• **What is expected**
Rescale the data from the line with "Can you find the string" up to and including the last line of the data, giving only those lines with the requests left unchanged. Multiply every coordinate in the answers by 2.4 and round to whole numbers, rounding halves up.

• **Extracted information**
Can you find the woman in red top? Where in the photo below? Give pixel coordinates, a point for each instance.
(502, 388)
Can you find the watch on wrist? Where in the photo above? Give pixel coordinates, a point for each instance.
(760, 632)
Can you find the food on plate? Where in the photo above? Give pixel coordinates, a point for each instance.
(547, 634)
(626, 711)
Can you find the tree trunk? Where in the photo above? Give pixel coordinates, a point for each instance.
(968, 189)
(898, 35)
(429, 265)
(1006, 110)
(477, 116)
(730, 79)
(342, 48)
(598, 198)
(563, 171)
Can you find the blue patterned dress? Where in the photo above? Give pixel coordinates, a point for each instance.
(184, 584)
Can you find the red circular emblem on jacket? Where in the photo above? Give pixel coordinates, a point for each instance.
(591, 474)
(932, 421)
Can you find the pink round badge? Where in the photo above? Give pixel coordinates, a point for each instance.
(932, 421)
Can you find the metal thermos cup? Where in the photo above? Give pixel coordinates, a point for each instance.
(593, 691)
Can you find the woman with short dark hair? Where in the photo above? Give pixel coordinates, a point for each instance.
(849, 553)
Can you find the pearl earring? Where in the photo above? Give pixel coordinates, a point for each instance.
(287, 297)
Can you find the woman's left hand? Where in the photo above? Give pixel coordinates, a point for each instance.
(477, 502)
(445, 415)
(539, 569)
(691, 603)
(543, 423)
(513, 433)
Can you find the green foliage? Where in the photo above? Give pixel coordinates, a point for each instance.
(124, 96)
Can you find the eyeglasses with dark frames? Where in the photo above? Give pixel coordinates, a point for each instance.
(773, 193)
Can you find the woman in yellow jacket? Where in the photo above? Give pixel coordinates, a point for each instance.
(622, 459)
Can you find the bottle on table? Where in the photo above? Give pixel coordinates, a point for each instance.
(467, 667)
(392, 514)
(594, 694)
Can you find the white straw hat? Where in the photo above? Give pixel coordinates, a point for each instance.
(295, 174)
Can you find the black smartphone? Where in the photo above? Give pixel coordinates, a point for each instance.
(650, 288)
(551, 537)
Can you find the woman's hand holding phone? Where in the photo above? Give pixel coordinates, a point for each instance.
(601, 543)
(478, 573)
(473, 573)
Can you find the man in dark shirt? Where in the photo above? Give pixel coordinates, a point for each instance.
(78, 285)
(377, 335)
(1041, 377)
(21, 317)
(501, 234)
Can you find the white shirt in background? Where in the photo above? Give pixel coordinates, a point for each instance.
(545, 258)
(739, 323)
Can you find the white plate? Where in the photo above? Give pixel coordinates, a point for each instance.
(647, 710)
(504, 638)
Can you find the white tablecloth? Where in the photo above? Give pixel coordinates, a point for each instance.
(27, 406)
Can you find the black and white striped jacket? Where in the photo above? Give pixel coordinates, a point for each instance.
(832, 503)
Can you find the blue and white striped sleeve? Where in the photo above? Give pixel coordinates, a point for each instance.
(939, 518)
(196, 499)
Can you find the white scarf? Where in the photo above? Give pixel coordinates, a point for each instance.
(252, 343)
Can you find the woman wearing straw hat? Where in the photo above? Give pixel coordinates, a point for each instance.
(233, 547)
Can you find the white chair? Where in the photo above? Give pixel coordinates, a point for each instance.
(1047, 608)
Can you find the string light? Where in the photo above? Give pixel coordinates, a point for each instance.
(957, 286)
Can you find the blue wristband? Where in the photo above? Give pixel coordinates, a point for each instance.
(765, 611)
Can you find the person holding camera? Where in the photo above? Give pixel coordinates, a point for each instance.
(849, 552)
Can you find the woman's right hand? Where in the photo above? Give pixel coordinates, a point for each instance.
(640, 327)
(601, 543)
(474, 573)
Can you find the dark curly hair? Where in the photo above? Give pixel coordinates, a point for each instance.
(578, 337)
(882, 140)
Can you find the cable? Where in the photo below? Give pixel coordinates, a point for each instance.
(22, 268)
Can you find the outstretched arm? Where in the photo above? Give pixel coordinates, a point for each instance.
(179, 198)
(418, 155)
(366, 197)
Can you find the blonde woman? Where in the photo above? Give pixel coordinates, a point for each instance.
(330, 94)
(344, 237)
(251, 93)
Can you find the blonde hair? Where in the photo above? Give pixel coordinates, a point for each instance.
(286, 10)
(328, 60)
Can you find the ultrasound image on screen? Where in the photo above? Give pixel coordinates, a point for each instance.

• **Full answer**
Can you find the string light? Where in the photo above? Give pixel coordinates, a point for each instance.
(2297, 686)
Can you find the blue wristband? Where in the photo above? Give pixel coordinates, a point for each instance.
(1836, 1466)
Can you find the person holding camera? Where in the photo above? Give pixel coordinates, a point for each instance.
(2038, 1325)
Can you find the woman's right hand? Where in the photo above? Give pixel coordinates, a point for each instance.
(1536, 785)
(1442, 1303)
(1138, 1375)
Can you find the dark curly hair? Where in the photo above? Give pixel coordinates, a point for each instance.
(1387, 809)
(2117, 336)
Can you find the cable? Where in the photo below? Give pixel coordinates, a point for each instance.
(53, 643)
Can you find the outstretched arm? Where in the photo above? Give pixel coordinates, a point for each instance.
(430, 475)
(1003, 372)
(878, 473)
Can you find the blonde woman? Where in the photo above? Give pixel coordinates, a point for each instance.
(792, 226)
(826, 569)
(602, 223)
Can you find the blonde hair? Where in the photo above? Give pixel coordinates, a point for each instance.
(686, 24)
(787, 144)
Can you find the ultrasound image on screen? Where in the photo above? Give pixel coordinates, a point for each instance.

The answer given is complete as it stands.